— WHAT THE TASK ASKS —
Report back every line in the data that includes the string "arch".

▽

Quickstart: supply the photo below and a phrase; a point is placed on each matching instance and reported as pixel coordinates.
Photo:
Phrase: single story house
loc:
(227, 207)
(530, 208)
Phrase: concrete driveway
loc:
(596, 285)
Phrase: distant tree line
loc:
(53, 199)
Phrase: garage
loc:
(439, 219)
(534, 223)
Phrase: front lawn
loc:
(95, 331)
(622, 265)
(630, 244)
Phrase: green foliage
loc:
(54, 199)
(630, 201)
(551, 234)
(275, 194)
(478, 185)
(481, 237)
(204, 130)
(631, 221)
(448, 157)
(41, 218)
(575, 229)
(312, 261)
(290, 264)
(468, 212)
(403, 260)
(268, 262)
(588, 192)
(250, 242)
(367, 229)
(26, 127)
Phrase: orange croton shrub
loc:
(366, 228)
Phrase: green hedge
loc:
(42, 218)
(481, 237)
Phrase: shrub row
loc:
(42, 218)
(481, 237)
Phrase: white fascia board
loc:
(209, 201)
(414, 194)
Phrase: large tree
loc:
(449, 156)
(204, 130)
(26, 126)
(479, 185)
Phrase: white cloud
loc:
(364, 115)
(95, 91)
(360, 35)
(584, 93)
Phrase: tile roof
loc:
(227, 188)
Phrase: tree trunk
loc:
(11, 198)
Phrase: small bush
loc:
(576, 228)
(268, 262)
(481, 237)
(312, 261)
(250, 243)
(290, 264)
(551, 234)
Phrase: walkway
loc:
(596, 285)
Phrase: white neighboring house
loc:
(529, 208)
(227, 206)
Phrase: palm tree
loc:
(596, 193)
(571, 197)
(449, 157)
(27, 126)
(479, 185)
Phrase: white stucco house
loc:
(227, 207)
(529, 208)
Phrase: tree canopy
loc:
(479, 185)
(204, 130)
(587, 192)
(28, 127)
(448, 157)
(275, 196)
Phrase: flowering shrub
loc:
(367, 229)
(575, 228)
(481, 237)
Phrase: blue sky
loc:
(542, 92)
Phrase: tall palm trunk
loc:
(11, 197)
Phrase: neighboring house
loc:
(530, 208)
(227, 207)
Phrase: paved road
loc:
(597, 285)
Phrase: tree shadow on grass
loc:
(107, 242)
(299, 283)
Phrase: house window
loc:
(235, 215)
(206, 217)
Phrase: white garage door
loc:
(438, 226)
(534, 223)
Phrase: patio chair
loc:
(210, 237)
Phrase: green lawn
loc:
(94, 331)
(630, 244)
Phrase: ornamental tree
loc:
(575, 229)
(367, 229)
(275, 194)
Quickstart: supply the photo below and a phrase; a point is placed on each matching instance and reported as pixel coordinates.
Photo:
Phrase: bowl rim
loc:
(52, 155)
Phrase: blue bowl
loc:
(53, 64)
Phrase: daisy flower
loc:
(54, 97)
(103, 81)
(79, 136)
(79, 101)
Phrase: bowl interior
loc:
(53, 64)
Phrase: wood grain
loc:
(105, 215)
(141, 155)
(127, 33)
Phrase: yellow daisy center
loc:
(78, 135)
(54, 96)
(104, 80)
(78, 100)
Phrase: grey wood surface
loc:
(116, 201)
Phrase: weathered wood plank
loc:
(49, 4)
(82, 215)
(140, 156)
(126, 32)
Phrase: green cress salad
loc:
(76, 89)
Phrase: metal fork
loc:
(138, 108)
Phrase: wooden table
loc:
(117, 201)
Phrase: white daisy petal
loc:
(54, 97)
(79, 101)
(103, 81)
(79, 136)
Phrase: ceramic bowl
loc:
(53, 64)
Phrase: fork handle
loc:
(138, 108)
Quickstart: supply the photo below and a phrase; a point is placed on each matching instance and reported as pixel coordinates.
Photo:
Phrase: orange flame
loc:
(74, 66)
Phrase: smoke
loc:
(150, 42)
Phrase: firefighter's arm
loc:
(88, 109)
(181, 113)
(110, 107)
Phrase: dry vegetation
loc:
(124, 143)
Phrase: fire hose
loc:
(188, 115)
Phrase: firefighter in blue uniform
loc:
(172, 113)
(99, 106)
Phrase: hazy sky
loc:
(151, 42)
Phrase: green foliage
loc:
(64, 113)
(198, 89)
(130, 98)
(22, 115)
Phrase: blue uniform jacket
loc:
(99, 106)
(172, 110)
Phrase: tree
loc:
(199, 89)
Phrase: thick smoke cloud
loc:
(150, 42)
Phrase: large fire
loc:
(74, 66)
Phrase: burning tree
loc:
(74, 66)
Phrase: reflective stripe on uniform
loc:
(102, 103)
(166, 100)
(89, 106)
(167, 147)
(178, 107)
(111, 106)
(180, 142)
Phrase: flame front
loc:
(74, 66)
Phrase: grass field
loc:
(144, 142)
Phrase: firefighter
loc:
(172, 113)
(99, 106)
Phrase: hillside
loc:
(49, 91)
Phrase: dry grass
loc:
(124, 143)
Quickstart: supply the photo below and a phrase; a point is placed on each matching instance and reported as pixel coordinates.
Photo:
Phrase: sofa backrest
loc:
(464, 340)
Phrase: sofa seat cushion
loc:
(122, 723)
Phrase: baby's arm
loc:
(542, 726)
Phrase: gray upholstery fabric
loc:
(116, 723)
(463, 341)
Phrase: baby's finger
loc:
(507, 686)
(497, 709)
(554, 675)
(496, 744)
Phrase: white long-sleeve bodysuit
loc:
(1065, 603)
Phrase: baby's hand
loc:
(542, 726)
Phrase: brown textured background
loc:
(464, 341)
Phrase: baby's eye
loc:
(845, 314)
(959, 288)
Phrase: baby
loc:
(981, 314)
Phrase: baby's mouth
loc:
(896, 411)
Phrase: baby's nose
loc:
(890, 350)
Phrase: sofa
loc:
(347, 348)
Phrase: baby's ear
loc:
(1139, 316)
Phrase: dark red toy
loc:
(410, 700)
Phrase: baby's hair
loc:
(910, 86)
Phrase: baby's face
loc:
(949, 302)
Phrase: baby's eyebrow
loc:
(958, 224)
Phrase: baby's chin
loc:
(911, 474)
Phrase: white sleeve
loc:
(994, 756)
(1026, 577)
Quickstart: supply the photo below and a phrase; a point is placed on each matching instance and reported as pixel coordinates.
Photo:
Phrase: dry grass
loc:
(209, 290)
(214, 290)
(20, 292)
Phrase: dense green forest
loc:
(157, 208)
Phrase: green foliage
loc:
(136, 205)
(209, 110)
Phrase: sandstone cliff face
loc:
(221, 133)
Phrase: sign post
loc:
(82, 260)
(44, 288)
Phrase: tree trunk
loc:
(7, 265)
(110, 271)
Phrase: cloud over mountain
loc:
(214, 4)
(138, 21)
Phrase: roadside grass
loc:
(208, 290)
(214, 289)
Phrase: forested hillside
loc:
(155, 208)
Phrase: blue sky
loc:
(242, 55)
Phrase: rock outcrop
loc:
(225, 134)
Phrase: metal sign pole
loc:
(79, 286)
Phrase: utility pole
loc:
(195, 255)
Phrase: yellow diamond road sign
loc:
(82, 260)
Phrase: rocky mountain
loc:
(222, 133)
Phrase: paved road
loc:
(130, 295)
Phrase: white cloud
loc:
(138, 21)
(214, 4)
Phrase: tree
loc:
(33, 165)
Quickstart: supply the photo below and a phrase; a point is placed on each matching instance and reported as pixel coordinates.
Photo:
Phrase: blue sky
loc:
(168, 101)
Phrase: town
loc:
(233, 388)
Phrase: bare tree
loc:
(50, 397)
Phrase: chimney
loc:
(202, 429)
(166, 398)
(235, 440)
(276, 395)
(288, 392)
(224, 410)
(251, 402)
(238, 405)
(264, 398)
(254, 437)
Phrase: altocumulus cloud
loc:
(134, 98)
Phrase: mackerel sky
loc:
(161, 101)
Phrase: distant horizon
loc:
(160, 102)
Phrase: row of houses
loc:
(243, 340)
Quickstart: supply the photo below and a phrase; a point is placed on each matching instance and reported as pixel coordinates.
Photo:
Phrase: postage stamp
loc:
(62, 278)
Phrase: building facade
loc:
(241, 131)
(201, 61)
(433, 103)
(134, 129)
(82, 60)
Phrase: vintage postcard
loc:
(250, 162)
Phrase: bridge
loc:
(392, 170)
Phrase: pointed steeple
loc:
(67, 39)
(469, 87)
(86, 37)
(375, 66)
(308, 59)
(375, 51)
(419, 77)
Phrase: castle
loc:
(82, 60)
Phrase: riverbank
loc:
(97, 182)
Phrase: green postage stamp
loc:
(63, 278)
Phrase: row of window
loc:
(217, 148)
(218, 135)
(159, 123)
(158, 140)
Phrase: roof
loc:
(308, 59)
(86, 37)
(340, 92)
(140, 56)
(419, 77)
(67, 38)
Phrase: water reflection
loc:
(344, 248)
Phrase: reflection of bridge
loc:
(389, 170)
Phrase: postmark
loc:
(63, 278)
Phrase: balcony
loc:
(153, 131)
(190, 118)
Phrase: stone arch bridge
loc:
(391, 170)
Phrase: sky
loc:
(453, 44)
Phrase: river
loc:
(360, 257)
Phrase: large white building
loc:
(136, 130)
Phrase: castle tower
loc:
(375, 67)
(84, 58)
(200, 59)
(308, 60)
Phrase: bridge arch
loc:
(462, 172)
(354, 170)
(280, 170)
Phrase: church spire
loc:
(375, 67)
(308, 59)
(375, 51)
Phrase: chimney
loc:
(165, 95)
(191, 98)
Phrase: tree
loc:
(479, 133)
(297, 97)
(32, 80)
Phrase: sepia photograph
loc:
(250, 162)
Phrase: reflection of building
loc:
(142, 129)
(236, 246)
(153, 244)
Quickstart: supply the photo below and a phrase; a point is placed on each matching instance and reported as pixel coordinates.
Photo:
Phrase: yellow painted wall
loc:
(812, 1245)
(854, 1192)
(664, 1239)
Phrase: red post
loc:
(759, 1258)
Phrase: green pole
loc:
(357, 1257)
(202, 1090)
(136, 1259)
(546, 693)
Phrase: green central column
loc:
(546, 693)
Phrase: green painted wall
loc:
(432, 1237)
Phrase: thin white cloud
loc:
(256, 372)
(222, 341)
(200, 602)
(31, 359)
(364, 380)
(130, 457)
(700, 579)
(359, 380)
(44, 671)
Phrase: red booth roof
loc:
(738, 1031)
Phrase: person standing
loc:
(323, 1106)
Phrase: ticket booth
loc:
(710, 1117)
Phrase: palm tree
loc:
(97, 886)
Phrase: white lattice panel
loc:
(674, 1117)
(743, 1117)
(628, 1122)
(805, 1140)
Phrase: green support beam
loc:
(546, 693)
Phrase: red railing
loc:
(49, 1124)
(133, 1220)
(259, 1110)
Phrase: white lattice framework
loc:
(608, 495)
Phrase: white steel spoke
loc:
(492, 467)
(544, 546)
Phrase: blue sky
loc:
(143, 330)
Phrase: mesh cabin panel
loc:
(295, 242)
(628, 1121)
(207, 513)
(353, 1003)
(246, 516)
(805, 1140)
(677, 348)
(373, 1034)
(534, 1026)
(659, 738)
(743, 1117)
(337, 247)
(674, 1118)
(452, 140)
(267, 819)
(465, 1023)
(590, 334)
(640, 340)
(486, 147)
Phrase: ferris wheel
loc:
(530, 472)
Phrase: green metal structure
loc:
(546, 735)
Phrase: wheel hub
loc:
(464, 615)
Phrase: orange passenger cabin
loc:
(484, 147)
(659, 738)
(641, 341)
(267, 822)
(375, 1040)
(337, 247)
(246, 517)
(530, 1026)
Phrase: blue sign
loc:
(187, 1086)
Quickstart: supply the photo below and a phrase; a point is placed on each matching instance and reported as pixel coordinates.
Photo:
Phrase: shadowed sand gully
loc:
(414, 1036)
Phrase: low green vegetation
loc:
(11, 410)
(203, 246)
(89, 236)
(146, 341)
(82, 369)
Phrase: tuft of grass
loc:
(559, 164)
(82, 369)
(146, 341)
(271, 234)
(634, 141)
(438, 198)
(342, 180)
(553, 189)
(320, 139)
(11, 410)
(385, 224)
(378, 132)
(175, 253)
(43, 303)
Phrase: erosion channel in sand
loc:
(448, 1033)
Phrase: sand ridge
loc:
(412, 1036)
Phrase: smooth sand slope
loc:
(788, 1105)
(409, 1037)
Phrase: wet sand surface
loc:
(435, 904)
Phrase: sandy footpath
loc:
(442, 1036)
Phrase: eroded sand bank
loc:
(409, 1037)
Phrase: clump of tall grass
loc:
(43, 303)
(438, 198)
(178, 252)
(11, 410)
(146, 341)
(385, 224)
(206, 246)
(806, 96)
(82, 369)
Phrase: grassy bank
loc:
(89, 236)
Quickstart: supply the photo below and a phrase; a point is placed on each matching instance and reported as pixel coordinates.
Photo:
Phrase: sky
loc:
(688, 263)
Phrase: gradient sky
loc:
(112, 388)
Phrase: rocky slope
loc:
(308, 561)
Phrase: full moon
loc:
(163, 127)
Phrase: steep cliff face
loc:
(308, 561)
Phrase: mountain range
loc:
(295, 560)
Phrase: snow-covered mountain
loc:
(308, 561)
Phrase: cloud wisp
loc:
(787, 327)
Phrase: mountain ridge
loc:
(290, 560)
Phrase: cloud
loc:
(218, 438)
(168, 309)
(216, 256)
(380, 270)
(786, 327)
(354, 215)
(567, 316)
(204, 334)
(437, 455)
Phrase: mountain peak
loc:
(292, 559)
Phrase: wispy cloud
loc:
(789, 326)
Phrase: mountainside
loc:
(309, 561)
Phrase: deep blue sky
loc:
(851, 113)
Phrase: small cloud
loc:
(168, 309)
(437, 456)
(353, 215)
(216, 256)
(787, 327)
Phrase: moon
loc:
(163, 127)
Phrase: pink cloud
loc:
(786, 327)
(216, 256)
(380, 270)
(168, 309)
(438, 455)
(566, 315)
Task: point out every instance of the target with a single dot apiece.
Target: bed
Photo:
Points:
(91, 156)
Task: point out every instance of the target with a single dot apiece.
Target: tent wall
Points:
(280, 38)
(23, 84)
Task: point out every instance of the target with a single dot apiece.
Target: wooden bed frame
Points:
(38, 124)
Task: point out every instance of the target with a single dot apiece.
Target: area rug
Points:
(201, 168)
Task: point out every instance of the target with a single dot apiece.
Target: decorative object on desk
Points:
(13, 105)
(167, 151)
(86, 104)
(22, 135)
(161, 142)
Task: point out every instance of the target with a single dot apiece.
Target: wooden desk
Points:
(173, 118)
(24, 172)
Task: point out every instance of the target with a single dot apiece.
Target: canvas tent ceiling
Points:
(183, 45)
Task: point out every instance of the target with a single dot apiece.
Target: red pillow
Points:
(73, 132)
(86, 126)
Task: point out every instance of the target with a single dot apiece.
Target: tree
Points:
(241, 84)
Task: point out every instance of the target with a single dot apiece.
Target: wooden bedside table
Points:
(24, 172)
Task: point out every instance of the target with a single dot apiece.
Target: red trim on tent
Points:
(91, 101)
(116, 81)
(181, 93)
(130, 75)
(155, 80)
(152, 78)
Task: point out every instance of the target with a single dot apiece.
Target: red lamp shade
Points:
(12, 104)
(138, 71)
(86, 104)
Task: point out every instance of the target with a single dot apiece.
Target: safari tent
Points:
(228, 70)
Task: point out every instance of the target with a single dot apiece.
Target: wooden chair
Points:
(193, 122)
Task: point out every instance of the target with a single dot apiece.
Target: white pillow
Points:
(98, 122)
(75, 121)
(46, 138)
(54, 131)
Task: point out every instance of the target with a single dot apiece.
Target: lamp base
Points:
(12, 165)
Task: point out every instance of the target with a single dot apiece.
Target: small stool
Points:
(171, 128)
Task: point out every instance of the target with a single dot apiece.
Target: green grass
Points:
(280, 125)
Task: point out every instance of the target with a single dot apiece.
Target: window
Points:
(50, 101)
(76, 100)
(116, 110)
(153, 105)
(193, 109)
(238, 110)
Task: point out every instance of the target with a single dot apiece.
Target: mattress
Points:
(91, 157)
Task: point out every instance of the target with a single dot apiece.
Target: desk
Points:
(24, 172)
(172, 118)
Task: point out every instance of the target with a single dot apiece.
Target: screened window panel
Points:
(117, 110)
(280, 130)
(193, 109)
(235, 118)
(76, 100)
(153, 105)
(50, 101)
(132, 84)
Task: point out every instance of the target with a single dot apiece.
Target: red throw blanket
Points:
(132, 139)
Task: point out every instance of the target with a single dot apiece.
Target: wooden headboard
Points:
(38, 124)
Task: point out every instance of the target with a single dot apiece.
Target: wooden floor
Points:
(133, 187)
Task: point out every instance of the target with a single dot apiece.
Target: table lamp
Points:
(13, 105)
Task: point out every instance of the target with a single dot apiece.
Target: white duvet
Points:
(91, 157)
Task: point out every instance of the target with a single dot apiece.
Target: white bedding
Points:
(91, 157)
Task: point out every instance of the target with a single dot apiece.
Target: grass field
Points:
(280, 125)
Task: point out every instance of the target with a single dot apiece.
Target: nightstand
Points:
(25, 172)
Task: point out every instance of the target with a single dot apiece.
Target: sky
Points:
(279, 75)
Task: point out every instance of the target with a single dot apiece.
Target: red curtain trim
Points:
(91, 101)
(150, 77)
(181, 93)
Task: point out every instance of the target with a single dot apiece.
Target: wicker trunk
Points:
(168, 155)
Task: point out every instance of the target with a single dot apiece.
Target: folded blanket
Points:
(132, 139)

△

— SOLUTION TO THIS EXERCISE —
Phrase: stone arch bridge
Phrase: bridge arch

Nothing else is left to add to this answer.